Wehen-Mittel Cytotec: Nach heftiger Kritik wehren sich nun die Ärzte
Autor: Redaktion
Berlin, Dienstag, 25. Februar 2020
In mehr als der Hälfte aller deutschen Kliniken wird ein Medikament zur Geburtseinleitung benutzt, das hierfür nicht zugelassen ist: Cytotec. Aber ist das die ganze Wahrheit hinter der Diskussion? Die Gesellschaft für Gynäkologie sieht das etwas anders.
Das Magenmedikament Cytotec wird seit Jahren für einen anderen Anwendungsbereich verwendet: die Geburtshilfe - und das ohne Zulassung dafür. Nach Recherchen des Bayrischen Rundfunks und der Süddeutschen Zeitung sei das Medikament ein weit verbreiteter Weg, um die Wehen einzuleiten - trotz mangelnder Untersuchungen hinsichtlich Folgen und Gefahren für das Kind und die Mutter. Aber kann man es sich mit dieser Bewertung wirklich so einfach machen?
Nach der Berichterstattung von BR und SZ wurde eine Diskussion über das Medikament angestoßen, in die sich nun auch die Gesellschaft für Gynäkologie und Geburtshilfe (DGGG) eingeschaltet hat. Daraufhin griffen Die Zeit und auch die Süddeutsche Zeitung das Thema erneut auf.
Umstrittenes Medikament Cytotec: Gynäkologen beziehen Stellung
In der von Prof. Dr. Sven Kehl und Prof. Dr. Michael Abou-Dakn verfassten Pressemitteilung für die DGGG heißt es, "entgegen der Berichterstattung ist der Wirkstoff Misoprostol zur Geburtseinleitung bei geburtshilflichen Experten nicht umstritten." Es gebe keinen Wirkstoff, der ähnlich gut in Studien untersucht wurde, die zu der unstrittigen Evidenz führten, Misoprostol sei das "effektivste Medikament zur Geburtseinleitung."

* * * * *

> Aufgabe
Führe den Artikel über das Wehenmittel Cytotec nach seinem letzten Satz weiter. Die Auflistung ist eigenständiges Material und gehört nicht zum Artikel über Cytotec.

* * * * *

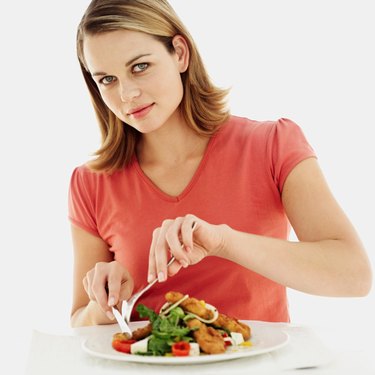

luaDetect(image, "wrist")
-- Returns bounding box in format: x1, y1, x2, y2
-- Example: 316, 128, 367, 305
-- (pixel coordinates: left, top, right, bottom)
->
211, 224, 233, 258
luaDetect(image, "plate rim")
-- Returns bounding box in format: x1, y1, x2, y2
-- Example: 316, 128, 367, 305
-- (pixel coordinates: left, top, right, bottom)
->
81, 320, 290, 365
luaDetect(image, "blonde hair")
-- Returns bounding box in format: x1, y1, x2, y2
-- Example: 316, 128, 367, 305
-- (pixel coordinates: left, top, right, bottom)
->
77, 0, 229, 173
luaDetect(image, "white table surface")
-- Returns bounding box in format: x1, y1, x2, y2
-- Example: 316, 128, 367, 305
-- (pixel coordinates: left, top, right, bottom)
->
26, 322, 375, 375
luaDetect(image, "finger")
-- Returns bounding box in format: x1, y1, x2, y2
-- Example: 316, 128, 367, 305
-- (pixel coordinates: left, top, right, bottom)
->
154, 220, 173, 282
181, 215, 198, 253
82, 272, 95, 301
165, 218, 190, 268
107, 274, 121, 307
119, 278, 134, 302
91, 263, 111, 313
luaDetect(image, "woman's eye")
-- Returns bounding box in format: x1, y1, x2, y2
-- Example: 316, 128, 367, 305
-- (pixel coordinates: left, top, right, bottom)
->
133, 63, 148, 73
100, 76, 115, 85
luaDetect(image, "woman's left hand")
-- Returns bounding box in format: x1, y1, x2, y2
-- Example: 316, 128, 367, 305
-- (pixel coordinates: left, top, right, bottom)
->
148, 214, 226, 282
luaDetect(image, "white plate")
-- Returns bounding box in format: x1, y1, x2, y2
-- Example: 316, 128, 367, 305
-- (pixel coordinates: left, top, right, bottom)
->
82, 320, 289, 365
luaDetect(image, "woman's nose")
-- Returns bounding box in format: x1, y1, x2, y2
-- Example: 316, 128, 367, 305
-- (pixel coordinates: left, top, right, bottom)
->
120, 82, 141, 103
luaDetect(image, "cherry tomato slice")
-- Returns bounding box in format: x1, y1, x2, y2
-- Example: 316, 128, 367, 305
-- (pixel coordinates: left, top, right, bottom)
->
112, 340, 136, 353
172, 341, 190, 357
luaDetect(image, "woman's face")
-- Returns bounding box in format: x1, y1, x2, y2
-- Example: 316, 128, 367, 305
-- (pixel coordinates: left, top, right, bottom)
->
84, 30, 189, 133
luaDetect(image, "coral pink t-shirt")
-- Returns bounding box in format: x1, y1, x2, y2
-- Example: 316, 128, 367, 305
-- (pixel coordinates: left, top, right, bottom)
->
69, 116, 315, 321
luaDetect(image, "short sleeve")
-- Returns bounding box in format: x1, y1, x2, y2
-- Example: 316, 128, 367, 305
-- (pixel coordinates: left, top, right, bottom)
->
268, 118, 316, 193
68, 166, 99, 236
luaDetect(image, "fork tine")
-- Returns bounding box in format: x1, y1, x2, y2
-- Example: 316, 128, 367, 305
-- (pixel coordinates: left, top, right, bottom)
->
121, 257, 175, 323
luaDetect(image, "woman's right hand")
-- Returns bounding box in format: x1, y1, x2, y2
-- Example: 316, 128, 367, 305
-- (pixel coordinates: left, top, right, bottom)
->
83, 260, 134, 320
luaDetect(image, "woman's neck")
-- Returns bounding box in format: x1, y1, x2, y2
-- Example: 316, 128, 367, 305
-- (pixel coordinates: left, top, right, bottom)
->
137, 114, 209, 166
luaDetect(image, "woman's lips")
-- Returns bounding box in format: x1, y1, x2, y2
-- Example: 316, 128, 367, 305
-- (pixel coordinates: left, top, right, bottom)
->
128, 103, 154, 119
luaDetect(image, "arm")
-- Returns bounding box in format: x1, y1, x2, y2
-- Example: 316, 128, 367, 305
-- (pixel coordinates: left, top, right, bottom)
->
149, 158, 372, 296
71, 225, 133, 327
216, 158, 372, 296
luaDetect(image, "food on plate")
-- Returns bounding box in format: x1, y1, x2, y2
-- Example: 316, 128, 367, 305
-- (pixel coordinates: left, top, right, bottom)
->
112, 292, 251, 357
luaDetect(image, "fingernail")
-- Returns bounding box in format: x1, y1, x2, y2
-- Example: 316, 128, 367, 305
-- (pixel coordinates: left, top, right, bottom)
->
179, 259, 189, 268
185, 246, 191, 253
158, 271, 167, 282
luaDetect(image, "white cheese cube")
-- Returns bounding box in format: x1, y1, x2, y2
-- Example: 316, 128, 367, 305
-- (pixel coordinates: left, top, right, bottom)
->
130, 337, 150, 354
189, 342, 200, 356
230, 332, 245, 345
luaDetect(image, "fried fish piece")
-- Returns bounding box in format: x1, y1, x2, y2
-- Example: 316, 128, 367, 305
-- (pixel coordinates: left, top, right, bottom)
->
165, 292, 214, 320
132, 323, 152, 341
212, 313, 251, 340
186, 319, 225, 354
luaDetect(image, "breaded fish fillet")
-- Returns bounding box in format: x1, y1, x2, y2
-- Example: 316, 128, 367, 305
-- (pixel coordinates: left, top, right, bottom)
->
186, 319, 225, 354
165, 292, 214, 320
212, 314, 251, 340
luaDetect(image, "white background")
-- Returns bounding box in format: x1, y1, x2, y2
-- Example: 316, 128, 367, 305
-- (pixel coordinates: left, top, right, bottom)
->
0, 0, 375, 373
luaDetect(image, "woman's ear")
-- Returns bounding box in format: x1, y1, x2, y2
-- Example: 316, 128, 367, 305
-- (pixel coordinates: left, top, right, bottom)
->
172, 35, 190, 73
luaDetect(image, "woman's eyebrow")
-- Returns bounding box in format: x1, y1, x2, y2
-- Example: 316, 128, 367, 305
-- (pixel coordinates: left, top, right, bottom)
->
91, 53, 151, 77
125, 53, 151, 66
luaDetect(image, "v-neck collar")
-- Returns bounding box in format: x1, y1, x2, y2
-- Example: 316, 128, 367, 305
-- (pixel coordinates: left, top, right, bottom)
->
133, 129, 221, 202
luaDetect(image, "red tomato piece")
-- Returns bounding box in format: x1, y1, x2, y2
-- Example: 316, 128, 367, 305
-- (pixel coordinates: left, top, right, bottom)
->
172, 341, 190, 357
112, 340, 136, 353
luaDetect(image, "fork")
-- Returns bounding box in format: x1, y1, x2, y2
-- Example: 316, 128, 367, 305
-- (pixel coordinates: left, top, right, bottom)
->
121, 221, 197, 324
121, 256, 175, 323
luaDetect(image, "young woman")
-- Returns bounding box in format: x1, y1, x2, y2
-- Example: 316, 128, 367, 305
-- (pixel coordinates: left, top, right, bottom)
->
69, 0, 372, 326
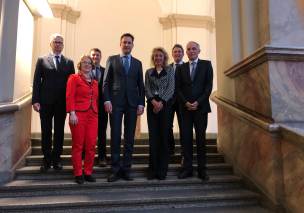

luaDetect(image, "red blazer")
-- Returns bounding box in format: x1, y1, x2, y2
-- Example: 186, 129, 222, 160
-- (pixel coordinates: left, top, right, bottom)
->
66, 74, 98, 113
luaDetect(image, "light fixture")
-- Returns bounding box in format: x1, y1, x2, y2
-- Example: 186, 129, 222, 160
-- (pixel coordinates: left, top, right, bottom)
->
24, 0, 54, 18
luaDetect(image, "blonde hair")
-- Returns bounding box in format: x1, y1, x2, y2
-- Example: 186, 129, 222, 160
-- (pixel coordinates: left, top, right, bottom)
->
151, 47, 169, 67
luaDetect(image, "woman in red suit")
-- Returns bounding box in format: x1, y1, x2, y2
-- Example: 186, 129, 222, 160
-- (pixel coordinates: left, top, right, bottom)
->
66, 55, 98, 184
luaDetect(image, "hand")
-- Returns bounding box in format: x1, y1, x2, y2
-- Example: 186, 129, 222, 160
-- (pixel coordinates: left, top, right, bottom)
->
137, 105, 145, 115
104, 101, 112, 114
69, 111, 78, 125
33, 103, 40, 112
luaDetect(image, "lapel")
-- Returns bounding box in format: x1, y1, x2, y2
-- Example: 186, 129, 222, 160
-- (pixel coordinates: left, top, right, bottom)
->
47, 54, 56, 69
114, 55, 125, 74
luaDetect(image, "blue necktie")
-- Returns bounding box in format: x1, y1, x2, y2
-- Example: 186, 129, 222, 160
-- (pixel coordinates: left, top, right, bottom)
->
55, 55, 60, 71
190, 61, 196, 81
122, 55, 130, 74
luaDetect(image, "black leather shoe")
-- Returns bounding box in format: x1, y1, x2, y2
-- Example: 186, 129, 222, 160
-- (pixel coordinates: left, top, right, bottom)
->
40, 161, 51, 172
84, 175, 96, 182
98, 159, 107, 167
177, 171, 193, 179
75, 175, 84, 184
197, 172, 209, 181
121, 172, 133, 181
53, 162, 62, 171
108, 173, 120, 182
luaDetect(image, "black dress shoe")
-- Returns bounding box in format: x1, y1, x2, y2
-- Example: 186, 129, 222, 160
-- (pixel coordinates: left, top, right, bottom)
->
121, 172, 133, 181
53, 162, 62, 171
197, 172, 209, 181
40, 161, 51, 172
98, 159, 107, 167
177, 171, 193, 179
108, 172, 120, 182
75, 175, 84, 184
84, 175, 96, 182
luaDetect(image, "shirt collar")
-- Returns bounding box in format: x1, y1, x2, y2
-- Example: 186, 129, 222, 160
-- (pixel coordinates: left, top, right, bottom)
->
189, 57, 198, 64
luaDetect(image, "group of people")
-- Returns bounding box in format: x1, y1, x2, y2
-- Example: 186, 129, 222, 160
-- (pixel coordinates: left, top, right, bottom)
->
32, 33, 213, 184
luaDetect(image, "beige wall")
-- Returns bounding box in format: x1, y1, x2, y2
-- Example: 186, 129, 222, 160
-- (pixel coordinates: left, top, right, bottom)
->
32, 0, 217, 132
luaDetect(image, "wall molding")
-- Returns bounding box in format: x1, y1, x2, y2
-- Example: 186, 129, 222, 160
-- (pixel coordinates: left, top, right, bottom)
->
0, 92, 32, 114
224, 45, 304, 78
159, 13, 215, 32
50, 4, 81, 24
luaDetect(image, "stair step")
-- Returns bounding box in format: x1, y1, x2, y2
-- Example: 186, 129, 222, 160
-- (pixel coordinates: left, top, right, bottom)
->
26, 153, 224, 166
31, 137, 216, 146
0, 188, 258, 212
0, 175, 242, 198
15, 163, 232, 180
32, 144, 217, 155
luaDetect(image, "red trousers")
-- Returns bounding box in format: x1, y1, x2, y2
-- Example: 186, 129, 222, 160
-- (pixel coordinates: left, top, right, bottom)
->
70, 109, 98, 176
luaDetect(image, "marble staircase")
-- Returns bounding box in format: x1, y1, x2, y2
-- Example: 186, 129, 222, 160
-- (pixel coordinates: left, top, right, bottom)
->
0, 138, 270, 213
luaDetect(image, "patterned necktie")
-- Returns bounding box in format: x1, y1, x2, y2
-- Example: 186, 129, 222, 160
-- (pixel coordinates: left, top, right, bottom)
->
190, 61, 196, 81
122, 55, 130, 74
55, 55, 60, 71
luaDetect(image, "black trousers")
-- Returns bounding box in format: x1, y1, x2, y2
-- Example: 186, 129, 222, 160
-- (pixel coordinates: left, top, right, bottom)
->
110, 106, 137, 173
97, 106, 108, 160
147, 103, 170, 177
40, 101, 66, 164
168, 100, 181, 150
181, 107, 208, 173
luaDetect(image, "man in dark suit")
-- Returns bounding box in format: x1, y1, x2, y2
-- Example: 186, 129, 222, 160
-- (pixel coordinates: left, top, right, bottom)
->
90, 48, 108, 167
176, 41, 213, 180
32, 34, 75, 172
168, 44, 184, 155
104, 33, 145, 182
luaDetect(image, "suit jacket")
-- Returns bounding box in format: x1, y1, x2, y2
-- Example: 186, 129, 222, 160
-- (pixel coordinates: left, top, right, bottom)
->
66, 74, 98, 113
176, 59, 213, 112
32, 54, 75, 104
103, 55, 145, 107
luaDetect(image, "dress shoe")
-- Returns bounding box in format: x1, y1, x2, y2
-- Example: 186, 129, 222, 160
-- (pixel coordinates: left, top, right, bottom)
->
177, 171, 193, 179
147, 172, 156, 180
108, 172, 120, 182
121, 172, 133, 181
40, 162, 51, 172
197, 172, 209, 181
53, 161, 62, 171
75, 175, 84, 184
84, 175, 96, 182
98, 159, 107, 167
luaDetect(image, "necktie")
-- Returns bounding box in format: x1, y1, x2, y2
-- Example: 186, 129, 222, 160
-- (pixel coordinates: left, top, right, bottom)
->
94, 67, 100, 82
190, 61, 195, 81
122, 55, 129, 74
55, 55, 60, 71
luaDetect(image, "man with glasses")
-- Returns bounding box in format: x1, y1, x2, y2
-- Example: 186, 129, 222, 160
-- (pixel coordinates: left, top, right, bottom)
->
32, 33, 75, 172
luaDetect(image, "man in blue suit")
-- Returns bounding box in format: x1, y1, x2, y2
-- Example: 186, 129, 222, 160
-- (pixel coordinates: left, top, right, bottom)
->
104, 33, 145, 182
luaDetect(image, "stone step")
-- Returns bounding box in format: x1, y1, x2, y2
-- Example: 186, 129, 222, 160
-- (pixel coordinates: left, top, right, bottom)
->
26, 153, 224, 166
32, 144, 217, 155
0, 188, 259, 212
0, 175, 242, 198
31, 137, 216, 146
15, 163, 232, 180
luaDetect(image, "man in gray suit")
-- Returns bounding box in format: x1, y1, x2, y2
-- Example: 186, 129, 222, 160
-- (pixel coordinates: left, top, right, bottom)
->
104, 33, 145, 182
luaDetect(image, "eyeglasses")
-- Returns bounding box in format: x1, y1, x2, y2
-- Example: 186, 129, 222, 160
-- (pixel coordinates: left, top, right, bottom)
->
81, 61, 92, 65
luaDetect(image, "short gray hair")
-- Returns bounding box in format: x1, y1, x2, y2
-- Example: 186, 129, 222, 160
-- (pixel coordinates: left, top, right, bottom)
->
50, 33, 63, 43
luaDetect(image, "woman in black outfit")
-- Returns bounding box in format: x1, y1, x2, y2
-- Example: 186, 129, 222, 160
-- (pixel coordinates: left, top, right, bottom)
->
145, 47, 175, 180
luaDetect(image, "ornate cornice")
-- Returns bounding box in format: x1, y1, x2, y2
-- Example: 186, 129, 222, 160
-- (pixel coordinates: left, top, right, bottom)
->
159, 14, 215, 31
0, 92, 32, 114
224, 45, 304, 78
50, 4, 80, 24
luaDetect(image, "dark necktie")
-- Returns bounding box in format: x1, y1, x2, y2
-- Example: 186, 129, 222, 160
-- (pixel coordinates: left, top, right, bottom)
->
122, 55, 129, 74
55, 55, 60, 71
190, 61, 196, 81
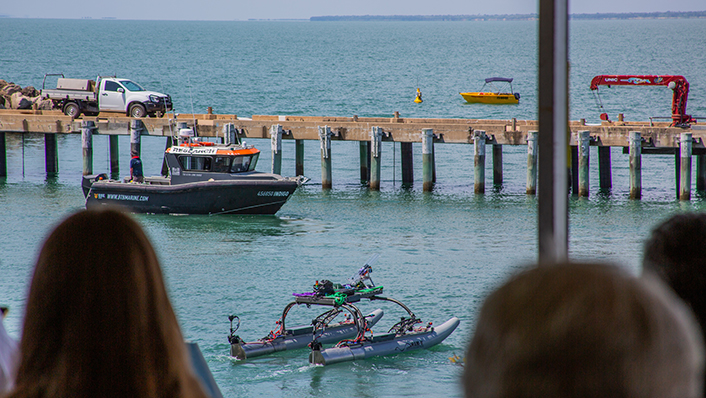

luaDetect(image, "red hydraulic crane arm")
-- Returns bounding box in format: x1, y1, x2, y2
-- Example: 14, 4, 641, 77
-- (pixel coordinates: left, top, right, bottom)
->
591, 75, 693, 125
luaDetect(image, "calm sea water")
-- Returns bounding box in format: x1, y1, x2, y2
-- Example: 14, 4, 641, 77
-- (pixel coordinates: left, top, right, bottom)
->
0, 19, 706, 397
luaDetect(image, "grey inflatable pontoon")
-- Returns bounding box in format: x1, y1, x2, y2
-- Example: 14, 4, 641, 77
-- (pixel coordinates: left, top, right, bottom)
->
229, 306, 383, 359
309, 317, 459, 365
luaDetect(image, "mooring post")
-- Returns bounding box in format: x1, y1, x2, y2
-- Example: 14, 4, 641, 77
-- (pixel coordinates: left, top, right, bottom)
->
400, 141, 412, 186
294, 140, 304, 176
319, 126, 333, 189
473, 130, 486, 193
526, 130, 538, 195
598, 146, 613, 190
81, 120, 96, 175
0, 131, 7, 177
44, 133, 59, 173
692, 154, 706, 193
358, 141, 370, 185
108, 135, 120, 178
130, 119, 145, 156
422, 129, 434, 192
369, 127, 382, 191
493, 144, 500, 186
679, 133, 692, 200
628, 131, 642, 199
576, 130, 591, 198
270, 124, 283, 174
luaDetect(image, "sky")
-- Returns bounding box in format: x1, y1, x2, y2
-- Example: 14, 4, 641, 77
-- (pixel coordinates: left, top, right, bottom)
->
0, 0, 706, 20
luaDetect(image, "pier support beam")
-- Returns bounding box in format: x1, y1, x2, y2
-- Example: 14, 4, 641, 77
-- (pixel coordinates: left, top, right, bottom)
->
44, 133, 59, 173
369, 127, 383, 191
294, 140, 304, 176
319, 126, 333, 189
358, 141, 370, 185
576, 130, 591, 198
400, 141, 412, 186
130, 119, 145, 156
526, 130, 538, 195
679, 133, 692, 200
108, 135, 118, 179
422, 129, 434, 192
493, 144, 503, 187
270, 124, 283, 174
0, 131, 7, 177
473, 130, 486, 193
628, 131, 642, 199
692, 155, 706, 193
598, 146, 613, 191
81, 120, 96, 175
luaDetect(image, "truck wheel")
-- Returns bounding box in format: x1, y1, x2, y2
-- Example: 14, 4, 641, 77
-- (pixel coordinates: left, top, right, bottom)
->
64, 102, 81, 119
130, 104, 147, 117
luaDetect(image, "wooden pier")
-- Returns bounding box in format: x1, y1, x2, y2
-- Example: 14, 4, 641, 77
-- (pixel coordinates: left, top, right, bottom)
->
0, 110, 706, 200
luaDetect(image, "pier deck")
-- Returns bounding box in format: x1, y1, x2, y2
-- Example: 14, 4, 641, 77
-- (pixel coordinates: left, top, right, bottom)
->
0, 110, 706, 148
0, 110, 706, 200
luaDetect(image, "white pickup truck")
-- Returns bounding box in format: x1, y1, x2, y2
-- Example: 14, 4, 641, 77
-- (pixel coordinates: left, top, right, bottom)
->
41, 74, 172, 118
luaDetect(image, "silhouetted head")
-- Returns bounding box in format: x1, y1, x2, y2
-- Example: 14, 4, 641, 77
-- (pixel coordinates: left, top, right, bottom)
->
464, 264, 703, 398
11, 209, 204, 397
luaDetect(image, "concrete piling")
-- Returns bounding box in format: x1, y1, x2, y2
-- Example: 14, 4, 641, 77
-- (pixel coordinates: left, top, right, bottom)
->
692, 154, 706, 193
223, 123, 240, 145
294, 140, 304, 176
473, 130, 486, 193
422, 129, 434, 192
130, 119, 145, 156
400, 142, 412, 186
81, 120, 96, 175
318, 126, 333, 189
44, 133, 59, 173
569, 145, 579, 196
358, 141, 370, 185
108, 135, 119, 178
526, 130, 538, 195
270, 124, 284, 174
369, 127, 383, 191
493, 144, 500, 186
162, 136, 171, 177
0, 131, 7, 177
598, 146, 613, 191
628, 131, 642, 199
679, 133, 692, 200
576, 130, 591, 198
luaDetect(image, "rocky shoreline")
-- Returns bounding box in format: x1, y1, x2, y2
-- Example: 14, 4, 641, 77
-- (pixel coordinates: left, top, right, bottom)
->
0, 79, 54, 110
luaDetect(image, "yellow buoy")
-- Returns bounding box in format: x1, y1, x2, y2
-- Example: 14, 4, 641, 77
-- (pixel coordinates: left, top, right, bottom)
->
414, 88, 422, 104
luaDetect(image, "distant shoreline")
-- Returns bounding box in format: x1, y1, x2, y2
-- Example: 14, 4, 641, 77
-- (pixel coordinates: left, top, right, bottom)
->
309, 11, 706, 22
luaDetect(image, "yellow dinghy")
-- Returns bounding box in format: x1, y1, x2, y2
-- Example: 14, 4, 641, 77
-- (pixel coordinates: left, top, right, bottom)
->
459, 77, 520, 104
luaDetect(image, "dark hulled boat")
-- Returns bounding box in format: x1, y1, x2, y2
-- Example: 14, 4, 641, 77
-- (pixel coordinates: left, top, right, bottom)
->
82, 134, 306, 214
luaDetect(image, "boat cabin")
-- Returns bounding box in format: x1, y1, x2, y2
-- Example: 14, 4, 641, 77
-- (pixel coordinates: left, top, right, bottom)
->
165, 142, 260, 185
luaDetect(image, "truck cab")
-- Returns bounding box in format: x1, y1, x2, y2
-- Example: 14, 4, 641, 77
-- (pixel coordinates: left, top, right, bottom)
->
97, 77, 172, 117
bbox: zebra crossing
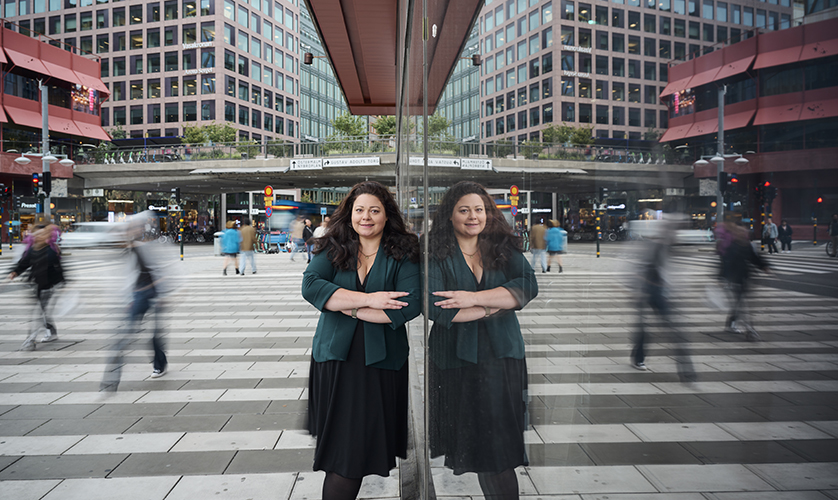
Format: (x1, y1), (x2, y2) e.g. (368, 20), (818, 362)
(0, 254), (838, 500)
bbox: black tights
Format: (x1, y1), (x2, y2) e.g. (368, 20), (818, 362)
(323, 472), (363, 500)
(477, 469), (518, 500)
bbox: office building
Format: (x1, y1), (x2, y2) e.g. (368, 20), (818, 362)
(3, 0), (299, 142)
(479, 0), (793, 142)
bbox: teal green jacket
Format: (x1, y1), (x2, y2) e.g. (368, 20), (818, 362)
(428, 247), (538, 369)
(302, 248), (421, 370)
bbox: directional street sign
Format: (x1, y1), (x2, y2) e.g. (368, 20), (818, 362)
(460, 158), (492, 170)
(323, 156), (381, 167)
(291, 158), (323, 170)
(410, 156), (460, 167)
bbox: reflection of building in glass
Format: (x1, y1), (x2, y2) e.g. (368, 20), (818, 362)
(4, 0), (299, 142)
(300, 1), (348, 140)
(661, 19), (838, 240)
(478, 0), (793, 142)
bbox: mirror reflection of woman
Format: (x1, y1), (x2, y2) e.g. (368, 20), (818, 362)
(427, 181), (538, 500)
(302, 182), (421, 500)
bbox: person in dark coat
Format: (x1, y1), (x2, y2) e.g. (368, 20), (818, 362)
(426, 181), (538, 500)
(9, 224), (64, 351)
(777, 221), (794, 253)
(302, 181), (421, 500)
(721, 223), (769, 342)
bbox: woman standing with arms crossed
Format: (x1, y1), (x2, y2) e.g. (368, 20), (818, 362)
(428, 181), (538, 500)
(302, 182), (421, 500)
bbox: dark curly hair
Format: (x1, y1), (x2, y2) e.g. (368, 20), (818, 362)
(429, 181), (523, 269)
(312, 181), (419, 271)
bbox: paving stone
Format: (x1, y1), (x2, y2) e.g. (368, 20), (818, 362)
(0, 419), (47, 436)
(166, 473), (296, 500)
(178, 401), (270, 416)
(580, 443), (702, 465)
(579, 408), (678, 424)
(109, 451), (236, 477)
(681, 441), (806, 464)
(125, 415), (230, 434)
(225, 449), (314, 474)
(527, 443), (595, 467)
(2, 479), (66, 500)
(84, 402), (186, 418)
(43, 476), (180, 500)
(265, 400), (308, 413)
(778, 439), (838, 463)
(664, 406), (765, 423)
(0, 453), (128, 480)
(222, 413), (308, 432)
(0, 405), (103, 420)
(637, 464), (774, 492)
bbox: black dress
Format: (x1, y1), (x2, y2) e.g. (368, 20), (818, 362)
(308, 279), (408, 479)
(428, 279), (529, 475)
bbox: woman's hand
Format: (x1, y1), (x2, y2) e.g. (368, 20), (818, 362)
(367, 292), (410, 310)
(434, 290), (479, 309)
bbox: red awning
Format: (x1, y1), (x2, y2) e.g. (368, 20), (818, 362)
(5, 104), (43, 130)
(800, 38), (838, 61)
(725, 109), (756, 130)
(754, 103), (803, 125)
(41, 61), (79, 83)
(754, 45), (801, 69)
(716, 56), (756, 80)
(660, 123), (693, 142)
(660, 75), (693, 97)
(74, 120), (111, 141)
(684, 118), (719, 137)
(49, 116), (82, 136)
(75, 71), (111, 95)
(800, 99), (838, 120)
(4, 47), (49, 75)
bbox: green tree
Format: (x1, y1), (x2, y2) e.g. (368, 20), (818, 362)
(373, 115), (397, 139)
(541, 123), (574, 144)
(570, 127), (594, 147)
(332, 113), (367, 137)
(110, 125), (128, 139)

* * * * *

> Antwort
Zwar sei richtig, dass das Medikament potenzielle Nebenwirkungen wie Fieber, Zittern oder Überstimulation haben kann. Allerdings könne man die in der Berichterstattung erwähnten Fälle, in denen Mütter oder Kinder sogar starben, nicht auf das Medikament, sondern auf ärztliche Fehler zurückführen.
Wenn im Vorfeld der Geburt eine Operation der Gebärmutter stattgefunden hat, darf der Wirkstoff nicht mehr verwendet werden. Die Gefahr von Gebärmutterrissen sei dadurch entsprechend für Mutter und Kind erhöht. "In dieser Situation darf Misoprostol nicht zur Geburtseinleitung verwendet werden," heißt es in der Pressemitteilung, "was seit vielen Jahren bekannt ist und im klinischen Alltag beachtet werden muss." Die Verwendung sei, sagte Abou-Dakn der Zeit, seit Jahren Routine.
"Wir wollen den Schaden begrenzen, den die Verunsicherung über ein wirksames und sicheres Medikament gerade verursacht", sagte Abou-Dakn weiter. Das Fehlen der Zulassung in Deutschland hänge mit dem Preis zusammen. Für das Pharmaunternehmen Pfizer, das Cytotec in Deutschland vertreibt, ergebe es wenig Sinn, für ein kaum Gewinne abwerfendes Medikament teure Zulassungsstudien durchführen zu lassen.